Dataset excerpts on pointing to objects:

--------------------------------

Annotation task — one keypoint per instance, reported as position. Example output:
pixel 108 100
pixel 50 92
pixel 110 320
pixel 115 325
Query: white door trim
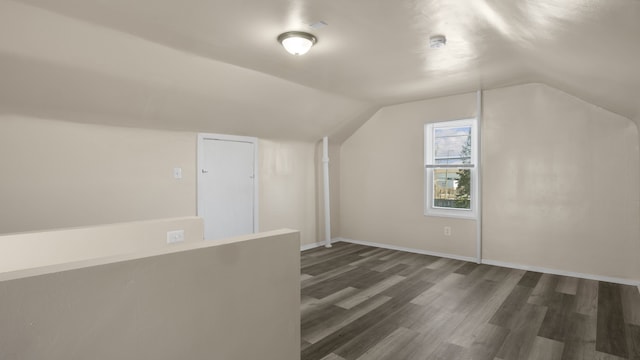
pixel 200 161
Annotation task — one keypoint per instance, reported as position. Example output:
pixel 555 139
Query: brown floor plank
pixel 360 302
pixel 611 335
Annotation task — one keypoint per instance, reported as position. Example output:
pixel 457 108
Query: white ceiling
pixel 372 53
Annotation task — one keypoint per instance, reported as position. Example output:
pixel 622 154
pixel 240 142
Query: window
pixel 451 168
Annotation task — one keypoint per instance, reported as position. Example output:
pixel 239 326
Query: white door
pixel 226 185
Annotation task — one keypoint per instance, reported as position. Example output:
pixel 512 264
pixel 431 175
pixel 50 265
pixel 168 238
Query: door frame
pixel 200 162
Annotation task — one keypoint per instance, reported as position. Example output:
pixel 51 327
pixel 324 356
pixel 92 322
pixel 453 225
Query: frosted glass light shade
pixel 297 42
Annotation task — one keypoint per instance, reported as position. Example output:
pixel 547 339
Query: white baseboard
pixel 563 272
pixel 496 263
pixel 318 244
pixel 416 251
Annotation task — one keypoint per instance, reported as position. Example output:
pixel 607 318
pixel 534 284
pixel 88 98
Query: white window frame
pixel 429 162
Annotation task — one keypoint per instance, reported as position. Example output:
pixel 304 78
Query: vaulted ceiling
pixel 215 65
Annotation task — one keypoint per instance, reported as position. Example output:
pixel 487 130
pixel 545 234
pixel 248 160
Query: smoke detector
pixel 437 41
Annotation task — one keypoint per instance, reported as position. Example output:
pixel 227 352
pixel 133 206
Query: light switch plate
pixel 175 236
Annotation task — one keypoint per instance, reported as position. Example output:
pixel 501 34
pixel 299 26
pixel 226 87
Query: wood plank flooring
pixel 361 303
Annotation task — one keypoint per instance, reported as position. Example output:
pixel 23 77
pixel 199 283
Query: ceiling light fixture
pixel 437 41
pixel 297 42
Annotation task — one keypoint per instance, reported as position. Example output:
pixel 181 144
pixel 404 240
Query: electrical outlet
pixel 447 231
pixel 175 236
pixel 177 173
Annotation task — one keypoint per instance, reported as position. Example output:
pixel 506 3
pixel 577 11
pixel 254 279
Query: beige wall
pixel 334 190
pixel 381 180
pixel 44 248
pixel 198 301
pixel 58 174
pixel 560 185
pixel 287 187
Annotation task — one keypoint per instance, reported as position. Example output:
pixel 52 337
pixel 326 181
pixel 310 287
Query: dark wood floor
pixel 360 302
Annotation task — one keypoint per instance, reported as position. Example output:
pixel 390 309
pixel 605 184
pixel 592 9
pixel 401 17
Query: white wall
pixel 30 250
pixel 202 300
pixel 288 187
pixel 382 179
pixel 560 182
pixel 60 174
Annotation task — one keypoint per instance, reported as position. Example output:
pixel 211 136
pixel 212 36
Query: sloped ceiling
pixel 214 65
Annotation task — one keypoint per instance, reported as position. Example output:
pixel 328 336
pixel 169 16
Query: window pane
pixel 452 188
pixel 452 145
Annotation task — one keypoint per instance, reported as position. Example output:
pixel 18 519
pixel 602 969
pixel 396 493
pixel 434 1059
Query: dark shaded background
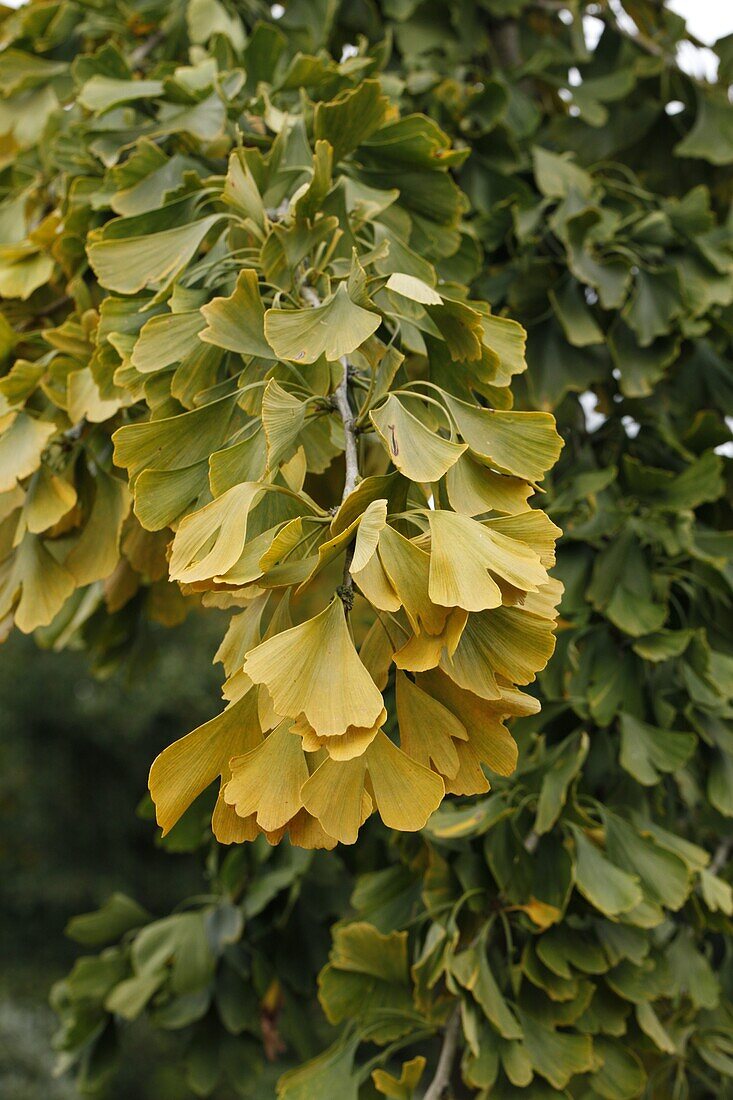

--------------------------------

Reproduce every one of the items above word for word, leaving out the pictures.

**Task output:**
Annotation task — one keypoint per instance, reported as position. Example output:
pixel 108 100
pixel 50 92
pixel 110 320
pixel 115 325
Query: white door trim
pixel 200 161
Annotation task — one keypoint per instance, reported as position. Example output:
pixel 555 139
Query: brown floor plank
pixel 360 302
pixel 611 335
Annotation task — one keypoint per instance, reported as position. Example output:
pixel 457 108
Query: white ceiling
pixel 372 53
Annotation task — one keypoint per instance, reported as position. Example output:
pixel 622 154
pixel 240 142
Query: window
pixel 451 168
Annotation task — one keypoint per instance, reported as position. Example output:
pixel 239 326
Query: white door
pixel 226 185
Annotation task — one keypoint per instance, reported as position. Example output:
pixel 512 264
pixel 431 175
pixel 50 265
pixel 168 238
Query: door frame
pixel 200 162
Annotation task — one keypoint per instance, reported as position. Example output:
pixel 51 327
pixel 324 356
pixel 92 322
pixel 453 225
Query: frosted glass light shade
pixel 297 42
Annotation task — one keypoint per instance, reported as position. Example output:
pixel 547 339
Query: white baseboard
pixel 563 272
pixel 496 263
pixel 318 244
pixel 416 251
Annotation task — one keypoint per instance, reported as position. Example output:
pixel 607 318
pixel 534 284
pixel 88 98
Query: white window frame
pixel 429 162
Annotation task — one keypoint per instance, reported as position. Example output:
pixel 304 78
Query: vaulted ceiling
pixel 215 65
Annotation task — one keypoint per instance, reported as position. Example output:
pixel 487 130
pixel 545 234
pixel 248 160
Query: smoke detector
pixel 437 41
Annotation task — one keypoint per instance, reported as position. Example output:
pixel 227 352
pixel 133 206
Query: light switch plate
pixel 175 236
Annotation task — one keypoint per instance, reported as position. Example output:
pixel 501 34
pixel 299 26
pixel 226 87
Query: wood plank flooring
pixel 361 303
Annotation task — one keypoint per instance, reported as position. Example output:
pixel 23 77
pixel 199 283
Query: ceiling light fixture
pixel 437 41
pixel 297 42
Annotation task — one keypoint per instance, reported as position. Example output:
pixel 181 144
pixel 404 240
Query: electrical outlet
pixel 447 231
pixel 175 236
pixel 177 173
Annotation task — one keypoint per instance, reported as position. Example output:
pixel 506 3
pixel 577 11
pixel 254 279
Query: beige wall
pixel 334 190
pixel 381 180
pixel 44 248
pixel 198 301
pixel 58 174
pixel 560 185
pixel 287 187
Annotation task — one keypoint per instance, reported as position. Example output:
pixel 52 337
pixel 326 181
pixel 310 287
Query: dark wood floor
pixel 360 302
Annotation task — one keypoint per instance, reported as position. Example output:
pixel 390 309
pixel 605 184
pixel 592 9
pixel 401 17
Query: white wall
pixel 30 250
pixel 202 300
pixel 288 187
pixel 382 179
pixel 560 182
pixel 60 174
Annotation task — one keypoint per instance, reported as position. Example output:
pixel 211 136
pixel 212 36
Query: sloped ceiling
pixel 214 65
Annotation task — one keypoint per instance, reported as position. Example output:
pixel 328 336
pixel 169 16
Query: window pane
pixel 452 188
pixel 452 145
Annotation task — one keypoint per instance, reported as position. Example output:
pixel 18 519
pixel 602 969
pixel 396 493
pixel 434 1059
Query: dark shaded background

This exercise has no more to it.